TASK:
Output the data below exactly, down to the last character.

=== EXTRACTED MATERIAL ===

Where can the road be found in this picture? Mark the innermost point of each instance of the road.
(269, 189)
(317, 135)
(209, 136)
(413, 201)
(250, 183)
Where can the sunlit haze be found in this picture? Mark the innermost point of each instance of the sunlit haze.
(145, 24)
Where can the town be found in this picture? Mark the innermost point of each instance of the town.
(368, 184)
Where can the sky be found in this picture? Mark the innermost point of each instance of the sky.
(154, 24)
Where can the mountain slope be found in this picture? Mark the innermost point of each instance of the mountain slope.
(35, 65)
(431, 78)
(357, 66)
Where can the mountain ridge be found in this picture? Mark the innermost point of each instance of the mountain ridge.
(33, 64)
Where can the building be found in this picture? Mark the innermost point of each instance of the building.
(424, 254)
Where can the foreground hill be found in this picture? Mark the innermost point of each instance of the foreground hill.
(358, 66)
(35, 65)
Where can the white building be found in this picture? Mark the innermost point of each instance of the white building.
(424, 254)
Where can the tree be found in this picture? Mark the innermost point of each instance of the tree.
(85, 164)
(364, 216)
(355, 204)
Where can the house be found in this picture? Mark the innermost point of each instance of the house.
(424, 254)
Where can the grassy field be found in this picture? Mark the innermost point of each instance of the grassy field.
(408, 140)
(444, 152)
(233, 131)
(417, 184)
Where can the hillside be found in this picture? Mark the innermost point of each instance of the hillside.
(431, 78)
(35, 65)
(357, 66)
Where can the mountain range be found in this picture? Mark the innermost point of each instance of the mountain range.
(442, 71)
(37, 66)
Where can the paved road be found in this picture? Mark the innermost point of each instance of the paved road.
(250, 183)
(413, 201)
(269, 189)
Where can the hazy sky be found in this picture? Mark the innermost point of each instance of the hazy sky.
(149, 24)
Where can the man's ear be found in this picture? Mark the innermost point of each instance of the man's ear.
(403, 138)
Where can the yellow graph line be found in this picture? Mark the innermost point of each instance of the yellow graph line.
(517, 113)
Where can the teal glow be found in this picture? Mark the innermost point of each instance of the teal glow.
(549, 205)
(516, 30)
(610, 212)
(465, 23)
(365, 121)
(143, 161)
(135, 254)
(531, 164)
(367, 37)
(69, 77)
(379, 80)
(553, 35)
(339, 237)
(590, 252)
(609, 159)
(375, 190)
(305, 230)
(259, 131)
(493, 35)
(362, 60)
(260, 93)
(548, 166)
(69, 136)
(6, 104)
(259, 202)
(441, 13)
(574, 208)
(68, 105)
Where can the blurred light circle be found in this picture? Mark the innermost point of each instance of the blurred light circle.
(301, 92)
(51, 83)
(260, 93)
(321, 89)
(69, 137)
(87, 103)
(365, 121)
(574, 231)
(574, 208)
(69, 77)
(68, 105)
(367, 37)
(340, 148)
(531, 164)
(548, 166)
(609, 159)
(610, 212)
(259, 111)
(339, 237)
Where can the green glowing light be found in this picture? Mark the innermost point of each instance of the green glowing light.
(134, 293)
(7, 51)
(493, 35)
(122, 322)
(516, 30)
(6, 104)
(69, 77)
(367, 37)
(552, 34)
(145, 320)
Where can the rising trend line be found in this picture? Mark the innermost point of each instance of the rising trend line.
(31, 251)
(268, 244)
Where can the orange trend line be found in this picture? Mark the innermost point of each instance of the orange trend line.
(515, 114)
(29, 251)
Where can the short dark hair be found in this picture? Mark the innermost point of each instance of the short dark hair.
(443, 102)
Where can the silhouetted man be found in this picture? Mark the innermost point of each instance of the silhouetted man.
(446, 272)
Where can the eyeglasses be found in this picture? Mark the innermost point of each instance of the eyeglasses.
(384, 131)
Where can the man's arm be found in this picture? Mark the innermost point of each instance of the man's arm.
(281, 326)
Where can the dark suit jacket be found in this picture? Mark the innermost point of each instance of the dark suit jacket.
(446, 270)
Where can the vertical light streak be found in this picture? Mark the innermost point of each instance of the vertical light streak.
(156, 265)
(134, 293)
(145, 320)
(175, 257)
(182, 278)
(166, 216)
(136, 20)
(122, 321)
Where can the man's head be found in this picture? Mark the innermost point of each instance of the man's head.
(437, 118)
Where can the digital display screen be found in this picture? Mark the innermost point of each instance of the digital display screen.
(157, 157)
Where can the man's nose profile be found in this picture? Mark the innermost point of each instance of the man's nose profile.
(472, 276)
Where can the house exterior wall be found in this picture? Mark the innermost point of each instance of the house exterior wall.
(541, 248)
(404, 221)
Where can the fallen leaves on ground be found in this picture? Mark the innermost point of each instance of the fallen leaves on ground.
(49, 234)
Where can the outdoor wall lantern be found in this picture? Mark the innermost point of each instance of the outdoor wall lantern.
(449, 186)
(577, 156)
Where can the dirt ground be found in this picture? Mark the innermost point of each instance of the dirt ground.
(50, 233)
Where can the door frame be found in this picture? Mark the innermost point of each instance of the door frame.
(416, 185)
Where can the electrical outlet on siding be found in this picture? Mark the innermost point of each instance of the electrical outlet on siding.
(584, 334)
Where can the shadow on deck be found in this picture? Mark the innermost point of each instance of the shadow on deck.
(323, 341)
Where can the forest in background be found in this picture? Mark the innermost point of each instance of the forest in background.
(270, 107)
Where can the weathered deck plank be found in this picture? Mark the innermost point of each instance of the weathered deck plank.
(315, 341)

===

YOUR RESPONSE:
Where can the road be found in this picture? Mark the innermost point of each instance of the road.
(269, 189)
(317, 135)
(209, 136)
(413, 201)
(250, 183)
Where can the sunlit haze be found in this picture? Mark the innermost point of each instance of the sunlit haze.
(145, 24)
Where can the town be found in this picture? Mark the innermost point of each instance of the town.
(368, 184)
Where can the sky be found in this picture? Mark the innermost point of each instance of the sky.
(154, 24)
Where can the mountain slope be found in this picture? Mark the innermost point of each instance of the mountain slope.
(35, 65)
(431, 78)
(357, 66)
Where can the mountain ridge be found in this picture? Mark the innermost point of each instance of the mountain ridge.
(33, 64)
Where can the building be found in this picture? Mark the innermost point of each instance of the building.
(424, 254)
Where can the foreground hill be found in this picture? Mark the innermost point of each instance of the foreground hill.
(358, 66)
(35, 65)
Where can the white building be found in this picture? Mark the innermost point of each instance of the white building.
(424, 254)
Where can the tree be found in this picture? Mark the innermost point of each instance of the tree.
(85, 164)
(364, 216)
(355, 204)
Where can the house be found in this picture? Mark the innermost point of each instance of the house.
(424, 254)
Where can the grassy field be found in this picture? Mark the innermost point of each instance of the grassy field.
(408, 140)
(444, 152)
(233, 131)
(417, 184)
Where can the hillside be found in this picture? Mark the innermost point of each instance of the hillside.
(431, 78)
(35, 65)
(357, 66)
Where can the mountain range be found in this picture? Mark the innermost point of each instance of the mountain range.
(442, 71)
(37, 66)
Where can the paved road be found in this picture? Mark the innermost point of each instance of the paved road.
(250, 183)
(413, 201)
(269, 189)
Where can the hazy sky be found in this picture? Mark the innermost point of each instance of the hazy sky.
(149, 24)
Where can the man's ear be found in this picture? Mark the innermost point of each instance of the man's ear.
(403, 138)
Where can the yellow graph line be found in this picture? Mark the innermost point of each instance of the yellow graph line.
(517, 113)
Where can the teal glow be found in this picture? Mark the innermost point of each instance of the teal glow.
(549, 205)
(516, 30)
(610, 212)
(465, 23)
(365, 121)
(143, 161)
(135, 254)
(531, 164)
(367, 37)
(69, 77)
(379, 80)
(553, 35)
(339, 237)
(590, 252)
(609, 159)
(375, 190)
(305, 230)
(259, 131)
(493, 35)
(362, 60)
(260, 93)
(548, 166)
(69, 136)
(6, 104)
(259, 202)
(441, 13)
(574, 208)
(68, 105)
Where can the blurred light circle be found in this picture? Mark the innermost point of each instance of the blurred light circle.
(301, 92)
(51, 83)
(260, 93)
(321, 89)
(69, 137)
(87, 103)
(365, 121)
(574, 231)
(574, 208)
(69, 77)
(68, 105)
(367, 37)
(340, 148)
(531, 164)
(548, 166)
(609, 159)
(610, 212)
(259, 111)
(339, 237)
Where can the green glowing light be found in this picture? Mark the innermost point of each instance of the green glowing light.
(134, 293)
(7, 51)
(493, 35)
(122, 322)
(516, 30)
(6, 104)
(69, 77)
(367, 37)
(552, 34)
(145, 320)
Where can the rising trend line be found in this picture? Mark the innermost point of each instance of the rising trend line.
(31, 251)
(268, 244)
Where can the orange trend line be found in this picture? Mark the innermost point of each instance of the orange trend line.
(515, 114)
(29, 251)
Where can the short dark hair be found in this picture? Mark the innermost point of each instance of the short dark hair.
(443, 102)
Where can the silhouetted man be found in this picture? Mark the innermost point of each instance of the silhouetted man.
(446, 272)
Where can the eyeglasses be found in this picture? Mark the innermost point of each instance of the eyeglasses.
(384, 131)
Where can the man's arm be found in this picture? Mark the innermost point of each instance of the man's arm.
(281, 326)
Where can the dark suit jacket be found in this picture? Mark the innermost point of each instance of the dark suit jacket.
(446, 270)
Where can the vertical light streak be found in this picture? Mark the innermost point of each instance of the vertical light streak.
(156, 265)
(134, 293)
(145, 320)
(175, 257)
(182, 278)
(166, 216)
(136, 20)
(122, 321)
Where can the man's head be found in this picture? Mark the innermost point of each instance of the man's head.
(437, 118)
Where can the digital display screen be found in this picture? Mark the innermost point of each instance of the digital display screen.
(157, 157)
Where can the man's nose profile be found in this picture? Mark the innermost point of each instance of the man's nose profile.
(472, 276)
Where can the house exterior wall be found in this picture? Mark the innermost point of each instance of the house exterior wall.
(541, 248)
(404, 221)
Where can the fallen leaves on ground be found in this picture? Mark the innermost point of each instance of the fallen leaves on ground.
(49, 234)
Where can the outdoor wall lantern be found in this picture? Mark the innermost point of each instance of the outdoor wall lantern.
(449, 186)
(577, 156)
Where can the dirt ground be found in this picture? Mark the innermost point of each instance of the dirt ground.
(50, 233)
Where can the door frame be found in this picture? Mark the innermost point of each instance of the door frame.
(416, 185)
Where can the electrical outlet on siding be found in this picture? Mark the innermost point of each instance of the electrical outlet on siding.
(584, 334)
Where can the shadow on deck be found in this picture? Mark the innermost point of each instance of the shadow on deck.
(323, 341)
Where can the forest in background be found in this picture? Mark the innermost point of each instance of the forest in background.
(270, 107)
Where can the weathered deck plank be found in this picture? Mark the innermost point of each instance of the weathered deck plank.
(315, 341)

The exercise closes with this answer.